> EXCERPT TO READ
- - - - - - -
In its fiscal Q1 2013, (the quarter ended December 31, 2012) HP Group revenue beat expectation and cash flow and net debt improved also. HP ES reported:
- A year-over-year revenue decline of 7% (revenue guidance for full year FY 2013 is a decline of 11% to 13%)
- An operating margin of 1.3%, within the target range of 0-3% for the year.
For HP Group overall, revenue beat expectation and cash flow and net debt improved also. Since the announcements of Q1 FY 2013 results on February 21, HP share price has risen by nearly 25%.
The turnaround at HP ES (and indeed at HP overall) is still in its early stages - FY 2013 is labeled the “Fix and Rebuild” year. There is a palpable sense of reinvigoration of HP ES, which has a new very experienced COO, JJ Charhon, and a new global head of sales. Larry Stack previously helped revitalize sales in Accenture’s Health & Public Service operating group; and he already has insider knowledge of HP ES, having previously worked for the Group. Among the measures that Stack is proposing to reinvigorate sales at HP ES is the revival of its Sales Academy, and as part of the drive to empower accounts execs, expect also to see a refresh of account execs over the next year or so, with an increased emphasis on recruits with industry knowledge. Among the service lines, HP ES particularly needs to strengthen its BPO sales ability to engage with clients about supporting them with their business issues.
There has been progress in sorting out unprofitable or underperforming accounts, the so called “red accounts”. On the project side of the business in Applications Services the number of red accounts is a fraction of what they were a year ago. BPO has no red accounts and is profitable. With IT infrastructure management red accounts, HP has sought to engage with clients’ senior execs to reach a new consensus on the work to be delivered and thus restructure the client relationships. In some cases, HP has elected to exit the contract. There remain a number of low-performing contracts, and addressing this will clearly continue to be a priority in the short term.
In investing in service enablement and automation and seeking to flatten its labor pyramid, HP is playing catch up with competitors who started these measures some time ago.
- - - - - - -
> LISTED RECORDS
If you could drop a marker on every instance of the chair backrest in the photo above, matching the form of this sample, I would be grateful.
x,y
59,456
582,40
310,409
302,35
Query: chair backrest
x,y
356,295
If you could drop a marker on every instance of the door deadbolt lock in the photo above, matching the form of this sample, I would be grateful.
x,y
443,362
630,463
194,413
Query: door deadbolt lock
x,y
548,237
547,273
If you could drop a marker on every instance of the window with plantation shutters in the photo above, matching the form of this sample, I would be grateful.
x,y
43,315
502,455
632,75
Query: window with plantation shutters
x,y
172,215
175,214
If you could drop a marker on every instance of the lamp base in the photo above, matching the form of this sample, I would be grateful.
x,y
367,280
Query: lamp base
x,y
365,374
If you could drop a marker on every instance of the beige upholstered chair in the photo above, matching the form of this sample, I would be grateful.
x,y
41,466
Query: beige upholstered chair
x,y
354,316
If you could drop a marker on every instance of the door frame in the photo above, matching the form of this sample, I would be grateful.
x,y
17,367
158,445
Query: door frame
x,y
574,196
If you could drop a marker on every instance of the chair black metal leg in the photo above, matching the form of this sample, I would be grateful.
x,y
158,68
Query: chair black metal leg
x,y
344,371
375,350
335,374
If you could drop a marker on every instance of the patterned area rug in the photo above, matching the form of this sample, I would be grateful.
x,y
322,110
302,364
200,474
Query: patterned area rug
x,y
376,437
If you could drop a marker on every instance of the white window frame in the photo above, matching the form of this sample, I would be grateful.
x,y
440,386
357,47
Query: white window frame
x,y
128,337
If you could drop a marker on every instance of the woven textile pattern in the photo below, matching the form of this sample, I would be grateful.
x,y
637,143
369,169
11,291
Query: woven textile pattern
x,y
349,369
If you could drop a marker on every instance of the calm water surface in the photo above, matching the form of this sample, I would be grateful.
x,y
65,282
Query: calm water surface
- - - - - - -
> INSTRUCTIONS FOR THE TASK
Continue the passage on HP Enterprise Services' turnaround, picking up right after its last sentence.

> RESPONSE TO THIS TASK
An obvious point, but one which is easily overlooked, is that HP ES is the enterprise services arm of HP Group, in particular its Enterprise Division, and is thus fundamentally different from standalone IT services providers. The CIO is the key target audience, and the focus is on bringing together relevant components of HP’s hardware and software and services capabilities into engagements. Cloud was a recurring theme during the two-day event, and where HP ES used to emphasize its ‘Converged Infrastructure’ abilities, it now highlights the ‘HP Converged Cloud’, offering clients both build and operate cloud services, and “consume” cloud services (managed IaaS and SaaS, public cloud). For HP ES, expect to see the messaging focus on its abilities to enable client’s journey to the cloud, even if the service is BPO.
There was no mention by HP ES during the event of its thinking about expanding in growth markets: this is something we would expect to hear more about in FY 2014.
The investment in portfolio is clearly in the areas of mobility, information management & analytics, apps modernization, security (one of HP ES’ fastest growing areas) and cloud services.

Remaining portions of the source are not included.